**Richiesta scritta:**
Per favore, estrai dai dati ogni riga che contiene la parola "image". Maiuscole e minuscole contano.

── Informazioni fornite

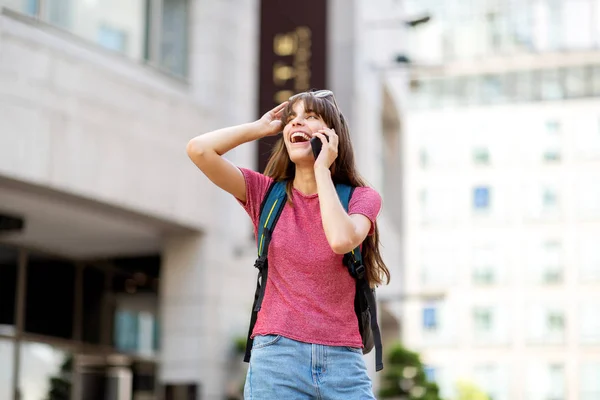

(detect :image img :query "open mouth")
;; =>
[290,132,310,143]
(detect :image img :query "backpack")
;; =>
[244,182,383,371]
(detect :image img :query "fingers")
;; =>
[318,128,339,148]
[271,101,289,115]
[314,129,329,146]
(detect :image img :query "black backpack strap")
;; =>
[335,184,383,371]
[244,182,287,362]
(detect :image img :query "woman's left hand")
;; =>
[313,127,339,169]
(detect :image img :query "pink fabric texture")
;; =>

────

**Soluzione del problema:**
(detect :image img :query "open mouth")
(detect :image img :query "backpack")
(detect :image img :query "fingers")
(detect :image img :query "black backpack strap")
(detect :image img :query "woman's left hand")
(detect :image img :query "pink fabric texture")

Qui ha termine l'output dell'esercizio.